## Problem to work on
Give the data back exactly. Leave out any images.

↓

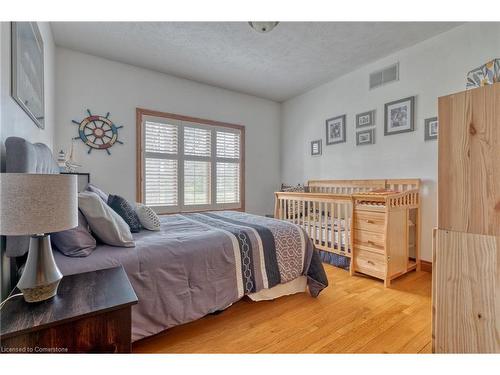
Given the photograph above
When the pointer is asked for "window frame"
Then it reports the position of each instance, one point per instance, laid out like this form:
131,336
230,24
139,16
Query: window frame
143,115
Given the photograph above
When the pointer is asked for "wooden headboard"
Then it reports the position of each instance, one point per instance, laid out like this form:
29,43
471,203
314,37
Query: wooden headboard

↑

## Completed exercise
Given the photograph above
When the pointer is asked for "window frame"
Then it reports the position of each instance, one point per instance, laid out like this form:
131,336
230,24
139,16
Query: window frame
143,115
Given the photograph above
When the pointer is asked for "wooden headboard"
Then it reports the position of each instance, one point per instance, laid out like this form:
29,43
471,203
314,37
Query: wooden headboard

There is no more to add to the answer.